» **Directions for this task**
Rewrite the part of the items that runs from their start through the line containing "top-left (638, 636), bottom-right (657, 671)", both ends included, replacing "tree trunk" with "tree stump" and changing nothing else. Leave the pictures out of the answer.
--- START OF Dataset ---
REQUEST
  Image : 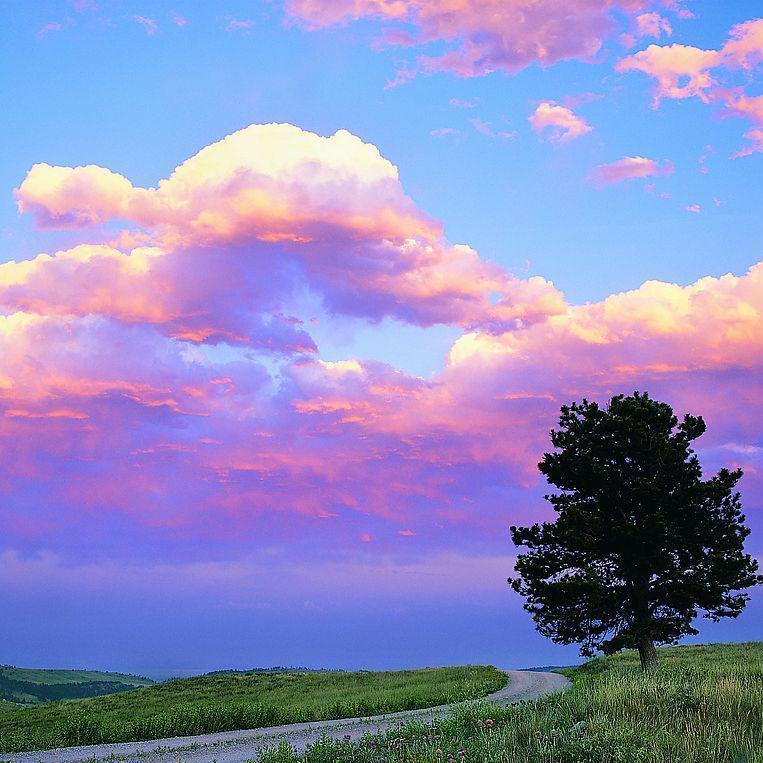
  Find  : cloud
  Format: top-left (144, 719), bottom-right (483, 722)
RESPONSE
top-left (286, 0), bottom-right (664, 77)
top-left (722, 90), bottom-right (763, 158)
top-left (0, 244), bottom-right (316, 353)
top-left (615, 43), bottom-right (723, 107)
top-left (133, 16), bottom-right (159, 37)
top-left (429, 127), bottom-right (459, 138)
top-left (616, 19), bottom-right (763, 157)
top-left (15, 124), bottom-right (563, 330)
top-left (5, 119), bottom-right (763, 600)
top-left (37, 21), bottom-right (63, 40)
top-left (225, 18), bottom-right (254, 32)
top-left (589, 156), bottom-right (673, 186)
top-left (529, 101), bottom-right (593, 143)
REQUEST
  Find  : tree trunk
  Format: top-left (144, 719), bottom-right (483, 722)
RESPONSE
top-left (638, 636), bottom-right (657, 671)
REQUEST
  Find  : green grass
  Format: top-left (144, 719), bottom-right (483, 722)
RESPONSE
top-left (0, 665), bottom-right (153, 705)
top-left (0, 666), bottom-right (506, 752)
top-left (260, 643), bottom-right (763, 763)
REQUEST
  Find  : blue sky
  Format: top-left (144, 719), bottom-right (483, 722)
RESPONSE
top-left (0, 0), bottom-right (763, 670)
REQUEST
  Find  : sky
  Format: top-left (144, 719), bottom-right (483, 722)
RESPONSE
top-left (0, 0), bottom-right (763, 675)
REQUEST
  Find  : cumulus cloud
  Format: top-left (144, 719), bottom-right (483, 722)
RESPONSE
top-left (589, 156), bottom-right (673, 186)
top-left (16, 125), bottom-right (564, 333)
top-left (616, 43), bottom-right (723, 106)
top-left (529, 101), bottom-right (593, 143)
top-left (5, 121), bottom-right (763, 584)
top-left (286, 0), bottom-right (654, 77)
top-left (616, 19), bottom-right (763, 157)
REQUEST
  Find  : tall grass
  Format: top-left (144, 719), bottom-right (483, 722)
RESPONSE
top-left (261, 643), bottom-right (763, 763)
top-left (0, 666), bottom-right (506, 752)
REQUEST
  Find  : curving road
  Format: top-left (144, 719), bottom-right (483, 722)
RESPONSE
top-left (0, 670), bottom-right (570, 763)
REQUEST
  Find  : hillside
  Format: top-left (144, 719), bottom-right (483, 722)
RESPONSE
top-left (0, 665), bottom-right (154, 705)
top-left (259, 642), bottom-right (763, 763)
top-left (0, 666), bottom-right (506, 752)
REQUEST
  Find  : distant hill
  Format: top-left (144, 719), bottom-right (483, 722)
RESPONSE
top-left (0, 665), bottom-right (154, 706)
top-left (202, 665), bottom-right (338, 676)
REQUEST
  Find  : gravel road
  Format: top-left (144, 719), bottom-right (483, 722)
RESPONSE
top-left (0, 670), bottom-right (570, 763)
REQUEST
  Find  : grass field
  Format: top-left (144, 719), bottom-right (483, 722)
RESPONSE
top-left (0, 665), bottom-right (153, 705)
top-left (260, 643), bottom-right (763, 763)
top-left (0, 666), bottom-right (506, 752)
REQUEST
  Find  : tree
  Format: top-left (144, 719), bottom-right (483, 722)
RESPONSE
top-left (509, 392), bottom-right (763, 669)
--- END OF Dataset ---
» **Solution to the problem**
REQUEST
  Image : 
  Find  : cloud
  Format: top-left (144, 719), bottom-right (483, 722)
RESPONSE
top-left (286, 0), bottom-right (664, 77)
top-left (722, 90), bottom-right (763, 158)
top-left (0, 244), bottom-right (316, 353)
top-left (615, 43), bottom-right (723, 107)
top-left (133, 16), bottom-right (159, 37)
top-left (429, 127), bottom-right (459, 138)
top-left (616, 19), bottom-right (763, 157)
top-left (15, 124), bottom-right (563, 330)
top-left (5, 119), bottom-right (763, 600)
top-left (37, 21), bottom-right (63, 40)
top-left (225, 18), bottom-right (254, 32)
top-left (589, 156), bottom-right (673, 186)
top-left (529, 101), bottom-right (593, 143)
REQUEST
  Find  : tree stump
  Format: top-left (144, 719), bottom-right (483, 722)
RESPONSE
top-left (638, 636), bottom-right (657, 671)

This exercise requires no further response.